■ **Trecho do texto**
^^^^^^^^^^^^^^^^

Corpo foi recebido por filhos e conhecidos da ialorixá, filha mais nova de Mãe Menininha do Gantois

  • Foto do(a) author(a) Millena Marques
  • Millena Marques

Publicado em 26 de dezembro de 2025 às 15:34

Mãe Carmen do Gantois
Mãe Carmen do Gantois Crédito: Divulgação

No Candomblé, a morte não é um fim, mas um retorno natural para o plano espiritual, chamado de Orun, o reino dos Orixás. Na madrugada desta sexta-feira (26), uma das figuras mais emblemáticas da religião na Bahia realizou essa passagem. Aos 98 anos, Carmen Oliveira da Silva, conhecida como Mãe Carmen do Gantois ou Mãe Carmen de Oxaguian, morreu após cerca de duas semanas internada no Hospital Português, em Salvador, onde estava sendo tratada de uma forte gripe.

Filha mais nova da lendária Mãe Menininha do Gantois, uma das mais importantes ialorixás da história do Candomblé, Mãe Carmen dedicou toda a sua vida à fé, ao culto aos Orixás e à preservação das tradições religiosas afro-brasileiras. Nascida em Salvador, em 29 de dezembro de 1928, ela foi iniciada no Candomblé ainda na infância, aos sete anos, para o culto de Oxalá, o Orixá de sua cabeça. Mãe Carmen morre justamente em uma sexta-feira, dia dedicado à entidade na Bahia.

No início da manhã, filhos do Ilê Ìyá Omi Àse Ìyámase, conhecido como Terreiro do Gantois, localizado na Federação, e membros da comunidade aguardavam o corpo de Mãe Carmen no local, que era comandado pela ialorixá desde 2002. O silêncio e a tristeza marcaram a despedida da líder espiritual, que era conhecida pelo trabalho religioso, social e cultural em Salvador. O público só falou com a imprensa após a chegada do corpo, por volta das 11h. Antes disso, uma cerimônia reservada foi realizada dentro do espaço.

^^^^^^^^^^^^^^^^

■ **Registros listados**

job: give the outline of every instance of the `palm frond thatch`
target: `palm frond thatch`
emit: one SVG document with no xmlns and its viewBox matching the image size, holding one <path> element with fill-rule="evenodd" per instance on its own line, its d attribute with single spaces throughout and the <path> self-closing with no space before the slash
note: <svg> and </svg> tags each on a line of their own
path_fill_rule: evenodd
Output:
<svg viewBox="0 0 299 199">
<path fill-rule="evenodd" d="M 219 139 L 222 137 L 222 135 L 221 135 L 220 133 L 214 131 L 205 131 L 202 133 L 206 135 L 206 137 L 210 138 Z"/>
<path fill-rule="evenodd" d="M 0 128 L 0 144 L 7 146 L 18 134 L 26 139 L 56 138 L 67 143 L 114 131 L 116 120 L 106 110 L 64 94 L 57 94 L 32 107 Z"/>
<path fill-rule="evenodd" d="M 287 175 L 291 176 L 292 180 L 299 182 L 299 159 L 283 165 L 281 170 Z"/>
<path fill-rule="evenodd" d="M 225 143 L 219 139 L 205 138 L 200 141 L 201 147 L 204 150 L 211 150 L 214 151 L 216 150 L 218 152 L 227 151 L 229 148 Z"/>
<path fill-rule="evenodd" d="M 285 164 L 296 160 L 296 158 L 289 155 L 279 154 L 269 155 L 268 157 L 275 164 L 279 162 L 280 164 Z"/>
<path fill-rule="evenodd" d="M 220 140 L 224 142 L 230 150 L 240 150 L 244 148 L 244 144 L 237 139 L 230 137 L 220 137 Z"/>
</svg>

^^^^^^^^^^^^^^^^

■ **Objetivo do exercício**
Extraia do texto sobre Mãe Carmen do Gantois a parte que começa nas palavras "Filha mais nova da" e vai até depois de "entidade na Bahia.", copiando cada palavra sem alteração.

■ **Resposta abaixo**
Filha mais nova da lendária Mãe Menininha do Gantois, uma das mais importantes ialorixás da história do Candomblé, Mãe Carmen dedicou toda a sua vida à fé, ao culto aos Orixás e à preservação das tradições religiosas afro-brasileiras. Nascida em Salvador, em 29 de dezembro de 1928, ela foi iniciada no Candomblé ainda na infância, aos sete anos, para o culto de Oxalá, o Orixá de sua cabeça. Mãe Carmen morre justamente em uma sexta-feira, dia dedicado à entidade na Bahia.